# How to complete this task:
Go to the line that includes "Target: rubber mallet" and retype it, then every line after it to the end of the data, adding nothing.
** Data provided follows **
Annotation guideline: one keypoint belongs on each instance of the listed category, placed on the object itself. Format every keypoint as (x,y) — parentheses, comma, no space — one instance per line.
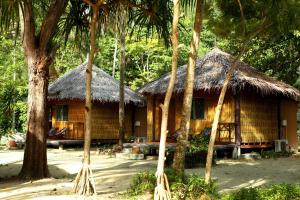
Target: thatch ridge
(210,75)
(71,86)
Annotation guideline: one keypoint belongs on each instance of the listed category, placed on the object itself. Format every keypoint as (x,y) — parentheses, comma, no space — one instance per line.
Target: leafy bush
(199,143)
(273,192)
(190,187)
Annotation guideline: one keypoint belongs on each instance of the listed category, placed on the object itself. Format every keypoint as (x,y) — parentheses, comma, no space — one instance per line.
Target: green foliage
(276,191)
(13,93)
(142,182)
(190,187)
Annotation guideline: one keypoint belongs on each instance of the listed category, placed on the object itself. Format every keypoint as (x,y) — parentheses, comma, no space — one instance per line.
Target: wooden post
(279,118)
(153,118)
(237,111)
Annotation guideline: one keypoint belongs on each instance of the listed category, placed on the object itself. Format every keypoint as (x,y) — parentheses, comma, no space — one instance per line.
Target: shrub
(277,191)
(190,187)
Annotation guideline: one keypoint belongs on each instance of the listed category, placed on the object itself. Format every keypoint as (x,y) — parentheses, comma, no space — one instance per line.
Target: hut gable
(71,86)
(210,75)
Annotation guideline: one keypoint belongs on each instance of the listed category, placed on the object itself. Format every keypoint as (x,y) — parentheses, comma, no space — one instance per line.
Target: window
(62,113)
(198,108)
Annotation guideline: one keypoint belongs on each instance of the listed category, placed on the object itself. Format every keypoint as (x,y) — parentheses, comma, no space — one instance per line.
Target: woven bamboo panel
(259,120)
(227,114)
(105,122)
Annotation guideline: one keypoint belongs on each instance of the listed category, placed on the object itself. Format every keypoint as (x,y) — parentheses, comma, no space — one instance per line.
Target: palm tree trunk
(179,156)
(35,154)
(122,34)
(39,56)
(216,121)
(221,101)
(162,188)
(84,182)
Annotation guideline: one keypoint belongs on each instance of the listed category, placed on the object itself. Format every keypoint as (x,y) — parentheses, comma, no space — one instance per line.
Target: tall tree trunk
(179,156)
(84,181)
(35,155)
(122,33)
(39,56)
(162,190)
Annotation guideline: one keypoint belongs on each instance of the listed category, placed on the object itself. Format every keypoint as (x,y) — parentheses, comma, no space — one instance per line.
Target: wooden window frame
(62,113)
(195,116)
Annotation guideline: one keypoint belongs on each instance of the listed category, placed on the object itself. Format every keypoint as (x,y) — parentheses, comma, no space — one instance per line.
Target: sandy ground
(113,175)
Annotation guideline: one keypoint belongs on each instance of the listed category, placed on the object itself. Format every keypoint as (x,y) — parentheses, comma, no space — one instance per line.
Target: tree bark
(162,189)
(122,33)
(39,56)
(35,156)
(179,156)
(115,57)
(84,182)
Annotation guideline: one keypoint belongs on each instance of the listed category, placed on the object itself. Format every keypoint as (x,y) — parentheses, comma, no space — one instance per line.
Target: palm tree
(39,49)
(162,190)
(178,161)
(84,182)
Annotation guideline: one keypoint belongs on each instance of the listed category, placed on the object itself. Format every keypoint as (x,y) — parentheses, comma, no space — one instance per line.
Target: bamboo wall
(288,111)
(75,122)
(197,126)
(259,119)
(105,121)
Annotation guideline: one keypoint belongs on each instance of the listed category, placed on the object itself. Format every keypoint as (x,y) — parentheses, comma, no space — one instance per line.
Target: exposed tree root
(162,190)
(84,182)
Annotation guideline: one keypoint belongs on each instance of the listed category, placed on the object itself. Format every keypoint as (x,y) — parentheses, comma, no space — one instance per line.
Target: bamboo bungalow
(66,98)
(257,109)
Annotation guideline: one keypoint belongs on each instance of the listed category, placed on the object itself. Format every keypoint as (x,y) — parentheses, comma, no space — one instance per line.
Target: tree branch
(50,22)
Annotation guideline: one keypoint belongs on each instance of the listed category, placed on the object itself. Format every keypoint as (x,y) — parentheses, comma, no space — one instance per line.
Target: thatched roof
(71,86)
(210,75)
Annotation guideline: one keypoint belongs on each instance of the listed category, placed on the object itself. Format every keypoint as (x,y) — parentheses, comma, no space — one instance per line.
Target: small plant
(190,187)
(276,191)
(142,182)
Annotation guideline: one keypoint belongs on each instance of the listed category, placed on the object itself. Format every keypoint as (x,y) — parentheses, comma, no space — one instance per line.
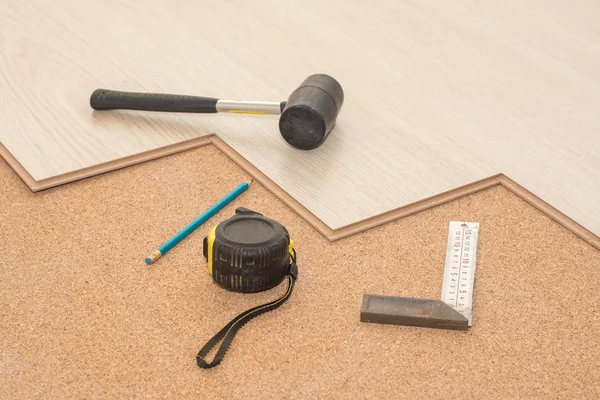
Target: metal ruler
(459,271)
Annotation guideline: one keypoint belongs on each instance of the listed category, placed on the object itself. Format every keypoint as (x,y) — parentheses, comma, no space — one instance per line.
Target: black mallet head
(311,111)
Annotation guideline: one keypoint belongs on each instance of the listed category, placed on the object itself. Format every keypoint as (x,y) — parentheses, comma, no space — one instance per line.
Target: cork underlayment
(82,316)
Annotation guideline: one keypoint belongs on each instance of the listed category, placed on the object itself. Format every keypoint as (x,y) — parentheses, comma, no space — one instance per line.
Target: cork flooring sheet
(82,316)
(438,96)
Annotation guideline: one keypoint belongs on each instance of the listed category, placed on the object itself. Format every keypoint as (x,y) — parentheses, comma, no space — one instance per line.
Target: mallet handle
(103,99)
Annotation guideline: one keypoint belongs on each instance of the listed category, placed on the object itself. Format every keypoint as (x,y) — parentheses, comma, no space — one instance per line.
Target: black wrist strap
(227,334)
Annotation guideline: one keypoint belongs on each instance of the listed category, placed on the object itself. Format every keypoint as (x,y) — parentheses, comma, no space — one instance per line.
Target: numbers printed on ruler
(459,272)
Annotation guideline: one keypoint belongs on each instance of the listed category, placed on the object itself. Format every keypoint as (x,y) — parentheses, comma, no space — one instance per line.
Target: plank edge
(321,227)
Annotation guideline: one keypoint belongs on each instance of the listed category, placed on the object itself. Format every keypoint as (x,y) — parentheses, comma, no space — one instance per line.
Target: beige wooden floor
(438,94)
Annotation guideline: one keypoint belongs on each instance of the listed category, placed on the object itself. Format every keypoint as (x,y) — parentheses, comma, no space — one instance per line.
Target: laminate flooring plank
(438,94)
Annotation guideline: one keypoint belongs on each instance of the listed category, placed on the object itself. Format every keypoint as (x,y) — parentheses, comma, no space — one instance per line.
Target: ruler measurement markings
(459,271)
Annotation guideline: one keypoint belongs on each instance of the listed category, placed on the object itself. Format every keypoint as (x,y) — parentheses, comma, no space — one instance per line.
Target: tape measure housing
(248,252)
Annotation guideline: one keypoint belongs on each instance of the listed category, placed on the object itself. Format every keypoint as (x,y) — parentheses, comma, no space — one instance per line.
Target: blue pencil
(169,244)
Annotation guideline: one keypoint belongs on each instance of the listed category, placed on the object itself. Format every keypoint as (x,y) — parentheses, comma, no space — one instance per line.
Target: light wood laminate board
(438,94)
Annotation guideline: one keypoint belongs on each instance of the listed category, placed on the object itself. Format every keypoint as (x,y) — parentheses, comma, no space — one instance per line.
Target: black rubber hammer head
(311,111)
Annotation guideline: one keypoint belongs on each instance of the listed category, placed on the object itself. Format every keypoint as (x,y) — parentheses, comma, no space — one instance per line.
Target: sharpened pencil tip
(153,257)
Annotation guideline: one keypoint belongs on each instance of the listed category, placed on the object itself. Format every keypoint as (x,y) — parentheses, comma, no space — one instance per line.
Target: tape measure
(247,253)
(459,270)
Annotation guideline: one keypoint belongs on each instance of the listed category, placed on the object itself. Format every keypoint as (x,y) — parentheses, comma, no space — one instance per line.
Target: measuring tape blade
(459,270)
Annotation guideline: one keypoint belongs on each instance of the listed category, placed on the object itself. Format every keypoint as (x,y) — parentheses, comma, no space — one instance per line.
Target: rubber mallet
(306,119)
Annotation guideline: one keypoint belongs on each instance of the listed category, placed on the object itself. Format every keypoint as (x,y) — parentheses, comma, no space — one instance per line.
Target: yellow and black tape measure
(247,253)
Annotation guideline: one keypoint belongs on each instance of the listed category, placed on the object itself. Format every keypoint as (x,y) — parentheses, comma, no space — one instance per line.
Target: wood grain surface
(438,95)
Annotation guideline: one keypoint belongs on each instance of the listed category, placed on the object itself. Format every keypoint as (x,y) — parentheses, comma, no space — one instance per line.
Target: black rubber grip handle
** End of Data provided **
# Task answer:
Target: rubber mallet
(306,119)
Annotation guideline: one keypoint belongs on each instance of the listed category, placed on the object itself. Format every keypoint as (x,y) — parentheses, comma, no space — one instance per line.
Target: yellow and black tape measure
(247,253)
Annotation guideline: one keypoint belongs on each instance of the listed category, placed on the object itself. Format every keypoint as (x,y) — parentheses, comma, no space — one instance per line.
Target: wood grain surface
(438,95)
Annotation guideline: one keypoint belongs on each instance of the listed category, placed on the object itself. Format every keypoint as (x,y) — parentheses, comma, no space — one instance per line.
Target: black rubber grip handle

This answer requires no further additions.